Is it Time To Get out of the Stock Market?

“You can’t time the market.”

That’s what you always hear from value investors and even professionals who are asked to give advice to newbies.

And it’s largely true, at least as it concerns you: you cannot hope to time the market like the professionals do.

But the thing is, market timing is extremely important. It can make or break your entire financial future.

A person’s prime years for investing in the stock market are from 18-65; the time they become an adult to the time when most people retire. Now, obviously there are people who start investing before they turn 18, and that’s great, but for most people, the earliest they can get into the market is around 18.

For a lot of people, they really begin investing around 22. You go to college, graduate at 22, get a job and career and the steady income that comes with it, and you begin investing your money in the market, hoping to build up a nice retirement fund over the course of the next 43 years.

So basically the average person has between 43-47 years of a prime investing window in which to make money, put it in the market, and hope it grows over time so that they have enough to retire off of by the time they’re 65.

If you look at the chart of the stock market over the long term, going back 100 years or more, you can see that the trend is clearly and undeniably up.

That chart goes back to 1897, and the clear takeaway is that if you simply buy stocks and hold them for the long term, you will make money–lots of money. The Dow Jones has appreciated by over 153,000% since 1897.

As they say, “Time in the market beats timing the market.”

However, it’s not that simple. Remember what we said about the fact that the average person has a prime investing window of between 43-47 years. Let’s split the difference and call it 45 years.

This chart goes back 125 years, so due to mortality, you’re not going to be able to capture all these gains.

- [LISTED RECORDS]:

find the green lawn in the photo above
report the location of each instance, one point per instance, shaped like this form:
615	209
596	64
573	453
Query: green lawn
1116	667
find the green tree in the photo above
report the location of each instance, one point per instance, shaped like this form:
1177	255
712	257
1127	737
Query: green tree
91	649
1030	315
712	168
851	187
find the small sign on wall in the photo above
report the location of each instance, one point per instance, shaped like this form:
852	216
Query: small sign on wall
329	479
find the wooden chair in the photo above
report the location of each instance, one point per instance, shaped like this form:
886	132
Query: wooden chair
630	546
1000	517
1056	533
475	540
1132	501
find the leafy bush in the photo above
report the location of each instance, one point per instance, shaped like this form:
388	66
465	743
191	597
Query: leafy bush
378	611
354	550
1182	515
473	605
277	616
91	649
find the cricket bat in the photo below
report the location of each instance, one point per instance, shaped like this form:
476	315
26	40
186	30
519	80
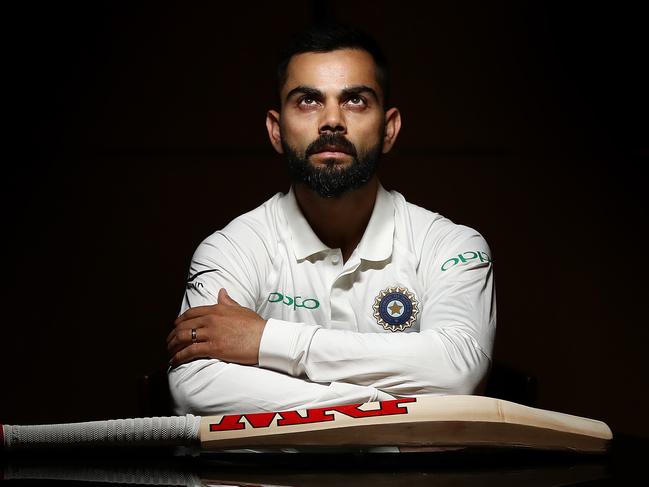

- [TASK LIST]:
- A) Rewrite the stretch of the stock market text from "A person’s prime" through "time they’re 65.", replacing "prime" with "peak".
- B) Format every line of the records as a JSON list of strings, one string per line, skipping blank lines and leaving out the picture.
The records have nothing to do with the stock market text.

- [EXERCISE RESPONSES]:
- A)
A person’s peak years for investing in the stock market are from 18-65; the time they become an adult to the time when most people retire. Now, obviously there are people who start investing before they turn 18, and that’s great, but for most people, the earliest they can get into the market is around 18.

For a lot of people, they really begin investing around 22. You go to college, graduate at 22, get a job and career and the steady income that comes with it, and you begin investing your money in the market, hoping to build up a nice retirement fund over the course of the next 43 years.

So basically the average person has between 43-47 years of a peak investing window in which to make money, put it in the market, and hope it grows over time so that they have enough to retire off of by the time they’re 65.

- B)
[
  "find the green lawn in the photo above",
  "report the location of each instance, one point per instance, shaped like this form:",
  "615\t209",
  "596\t64",
  "573\t453",
  "Query: green lawn",
  "1116\t667",
  "find the green tree in the photo above",
  "report the location of each instance, one point per instance, shaped like this form:",
  "1177\t255",
  "712\t257",
  "1127\t737",
  "Query: green tree",
  "91\t649",
  "1030\t315",
  "712\t168",
  "851\t187",
  "find the small sign on wall in the photo above",
  "report the location of each instance, one point per instance, shaped like this form:",
  "852\t216",
  "Query: small sign on wall",
  "329\t479",
  "find the wooden chair in the photo above",
  "report the location of each instance, one point per instance, shaped like this form:",
  "886\t132",
  "Query: wooden chair",
  "630\t546",
  "1000\t517",
  "1056\t533",
  "475\t540",
  "1132\t501",
  "find the leafy bush in the photo above",
  "report the location of each instance, one point per instance, shaped like this form:",
  "388\t66",
  "465\t743",
  "191\t597",
  "Query: leafy bush",
  "378\t611",
  "354\t550",
  "1182\t515",
  "473\t605",
  "277\t616",
  "91\t649",
  "find the cricket bat in the photo below",
  "report the location of each instance, one point per instance, shaped like this form:",
  "476\t315",
  "26\t40",
  "186\t30",
  "519\t80"
]